***** Extracted records

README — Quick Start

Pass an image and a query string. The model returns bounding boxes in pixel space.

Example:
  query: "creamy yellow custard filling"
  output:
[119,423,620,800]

**********

[The request]:
Rewrite the entries above so that each "query" becomes "prompt", with nothing else changed.

[Task response]:
README — Quick Start

Pass an image and a prompt string. The model returns bounding boxes in pixel space.

Example:
  prompt: "creamy yellow custard filling"
  output:
[119,423,620,800]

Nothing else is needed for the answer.